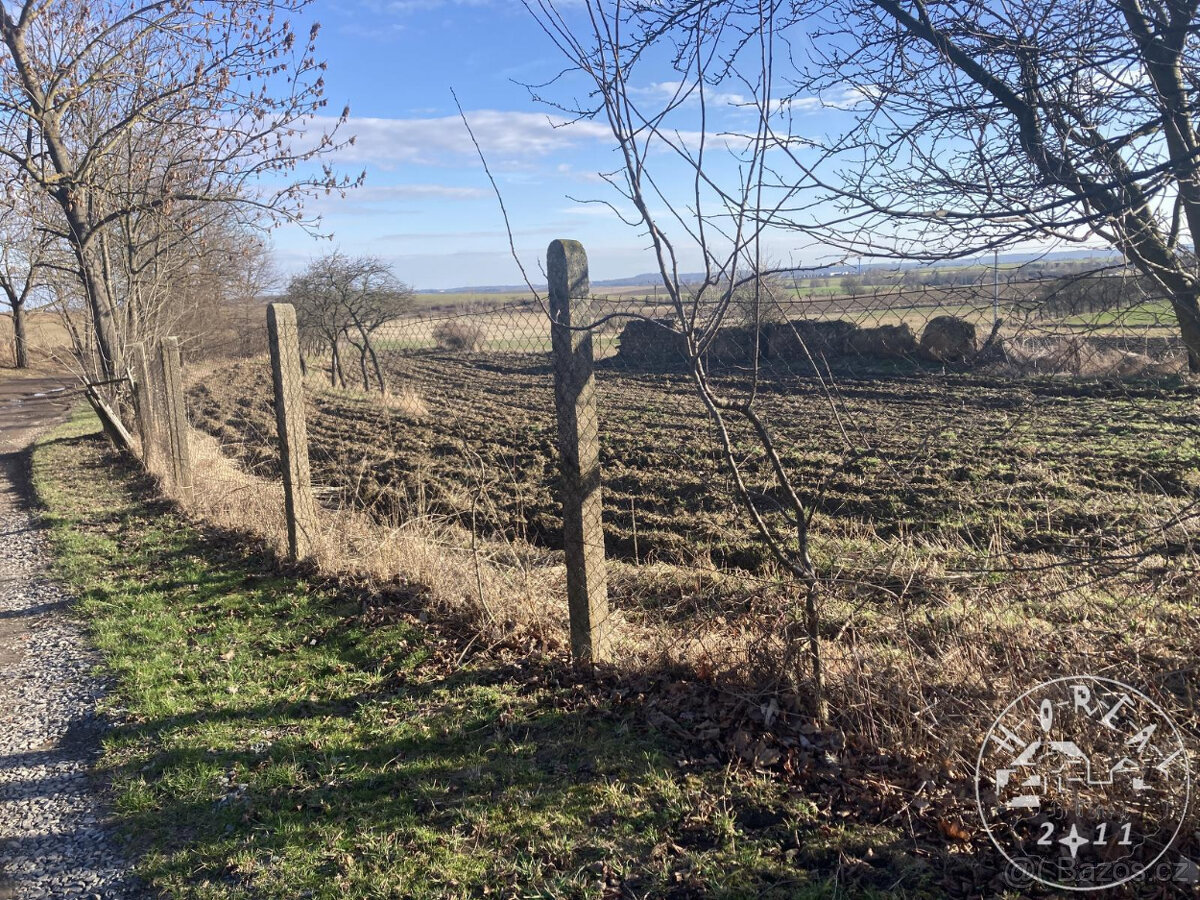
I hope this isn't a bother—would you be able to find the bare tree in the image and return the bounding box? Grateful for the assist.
[0,0,357,377]
[287,252,413,394]
[604,0,1200,372]
[0,181,57,368]
[526,0,826,718]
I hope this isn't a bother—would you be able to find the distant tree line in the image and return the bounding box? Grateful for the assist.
[287,252,413,394]
[0,0,354,379]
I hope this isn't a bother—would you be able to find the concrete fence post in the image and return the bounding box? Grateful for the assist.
[266,304,317,559]
[158,337,192,500]
[546,240,612,665]
[128,343,162,473]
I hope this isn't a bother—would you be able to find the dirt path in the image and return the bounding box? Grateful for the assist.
[0,377,147,900]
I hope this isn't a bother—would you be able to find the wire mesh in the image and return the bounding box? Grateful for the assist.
[177,264,1200,864]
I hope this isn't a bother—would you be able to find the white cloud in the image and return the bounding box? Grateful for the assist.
[312,109,611,168]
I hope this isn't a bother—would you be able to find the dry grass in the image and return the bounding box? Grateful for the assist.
[0,312,71,368]
[1002,337,1183,378]
[166,355,1200,854]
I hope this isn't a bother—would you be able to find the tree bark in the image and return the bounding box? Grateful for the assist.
[1171,290,1200,374]
[12,304,29,368]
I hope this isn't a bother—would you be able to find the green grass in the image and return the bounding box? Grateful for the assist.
[34,414,929,898]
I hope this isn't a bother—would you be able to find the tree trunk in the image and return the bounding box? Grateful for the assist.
[367,338,388,394]
[12,304,29,368]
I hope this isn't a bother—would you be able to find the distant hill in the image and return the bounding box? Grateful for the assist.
[419,250,1121,294]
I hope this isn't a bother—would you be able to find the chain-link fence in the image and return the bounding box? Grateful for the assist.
[162,244,1200,873]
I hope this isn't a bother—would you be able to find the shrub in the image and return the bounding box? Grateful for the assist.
[433,320,484,353]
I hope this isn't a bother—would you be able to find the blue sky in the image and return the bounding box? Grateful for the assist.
[274,0,849,289]
[267,0,1108,289]
[274,0,667,288]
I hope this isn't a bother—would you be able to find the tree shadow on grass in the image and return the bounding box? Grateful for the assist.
[44,427,1132,896]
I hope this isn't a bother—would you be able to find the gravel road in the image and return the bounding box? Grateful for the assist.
[0,379,149,900]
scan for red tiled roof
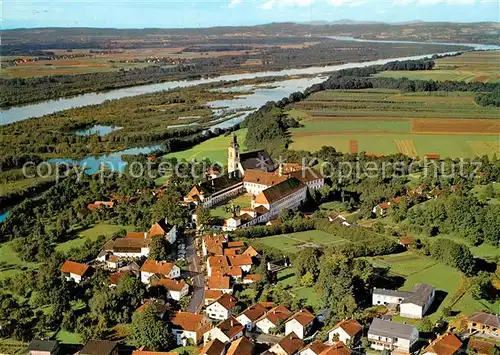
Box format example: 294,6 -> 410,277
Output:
288,309 -> 315,327
61,260 -> 89,276
424,333 -> 462,355
332,319 -> 363,337
278,332 -> 304,355
226,337 -> 253,355
200,338 -> 225,355
141,259 -> 175,275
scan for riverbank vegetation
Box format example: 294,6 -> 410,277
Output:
0,38 -> 467,107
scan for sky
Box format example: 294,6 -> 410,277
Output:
0,0 -> 500,29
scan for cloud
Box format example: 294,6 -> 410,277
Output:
228,0 -> 241,7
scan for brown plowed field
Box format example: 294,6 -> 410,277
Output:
394,139 -> 418,157
412,118 -> 500,134
349,139 -> 358,153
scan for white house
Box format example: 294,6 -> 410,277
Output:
372,284 -> 436,319
61,260 -> 90,283
151,277 -> 189,301
255,305 -> 292,334
236,302 -> 273,331
368,318 -> 419,353
203,317 -> 244,344
205,293 -> 238,320
170,312 -> 211,346
285,309 -> 316,339
269,332 -> 304,355
328,319 -> 363,344
141,259 -> 181,284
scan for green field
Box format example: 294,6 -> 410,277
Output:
367,252 -> 500,324
166,128 -> 247,165
0,242 -> 38,280
252,230 -> 348,253
378,51 -> 500,83
287,89 -> 500,158
56,223 -> 133,253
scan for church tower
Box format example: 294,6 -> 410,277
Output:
227,133 -> 240,173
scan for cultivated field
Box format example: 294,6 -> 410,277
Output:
250,230 -> 348,253
378,51 -> 500,83
166,128 -> 247,165
288,89 -> 500,157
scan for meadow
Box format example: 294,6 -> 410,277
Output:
367,252 -> 500,325
249,230 -> 348,254
166,128 -> 247,165
287,89 -> 500,158
378,51 -> 500,83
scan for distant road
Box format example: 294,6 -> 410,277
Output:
186,236 -> 205,313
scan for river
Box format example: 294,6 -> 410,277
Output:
0,37 -> 500,222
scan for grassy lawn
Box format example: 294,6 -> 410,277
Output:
56,223 -> 133,253
367,252 -> 500,326
210,195 -> 252,218
56,329 -> 82,344
0,242 -> 38,279
250,230 -> 347,253
166,129 -> 247,165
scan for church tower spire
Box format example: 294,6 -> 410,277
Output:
227,133 -> 240,173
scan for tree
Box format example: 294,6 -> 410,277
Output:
149,235 -> 172,261
130,307 -> 174,351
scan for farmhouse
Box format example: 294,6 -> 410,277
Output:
203,317 -> 244,344
467,312 -> 500,338
141,259 -> 181,284
368,318 -> 418,353
285,309 -> 316,339
61,260 -> 90,283
205,293 -> 238,320
269,332 -> 304,355
372,284 -> 436,319
255,305 -> 292,334
236,302 -> 273,331
328,319 -> 363,344
170,312 -> 211,346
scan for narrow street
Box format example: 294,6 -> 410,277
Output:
186,236 -> 205,313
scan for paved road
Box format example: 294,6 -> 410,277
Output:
186,236 -> 205,313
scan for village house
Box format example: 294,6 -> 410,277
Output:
285,309 -> 316,339
170,312 -> 211,346
103,238 -> 151,260
372,284 -> 436,319
147,218 -> 178,244
236,302 -> 273,331
328,319 -> 363,344
61,260 -> 91,284
151,277 -> 189,301
204,289 -> 224,306
28,339 -> 59,355
200,338 -> 226,355
368,318 -> 419,354
207,274 -> 233,293
78,340 -> 118,355
226,337 -> 253,355
141,259 -> 181,285
255,305 -> 292,334
422,332 -> 462,355
203,317 -> 244,344
467,312 -> 500,338
269,332 -> 304,355
205,293 -> 238,320
299,340 -> 329,355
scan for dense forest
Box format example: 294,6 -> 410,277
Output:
0,39 -> 466,107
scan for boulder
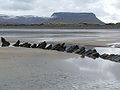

◆ Instruction
Copy the data from the line with "find the shrub" up to and including the line with "[274,0,667,288]", keeping the request lines, and offset every bounding-box coordinate in that span by adding 94 to it.

◆ Response
I hope this isn't a bother—would you be able to find the shrub in the image and return the bounding box? Grateful for the assist.
[527,414,578,447]
I hope this isn't a bother—would you be able to find the blue sky in the image and return the bounding box? Grateful for the assist.
[368,94,943,383]
[361,94,1202,383]
[368,94,761,382]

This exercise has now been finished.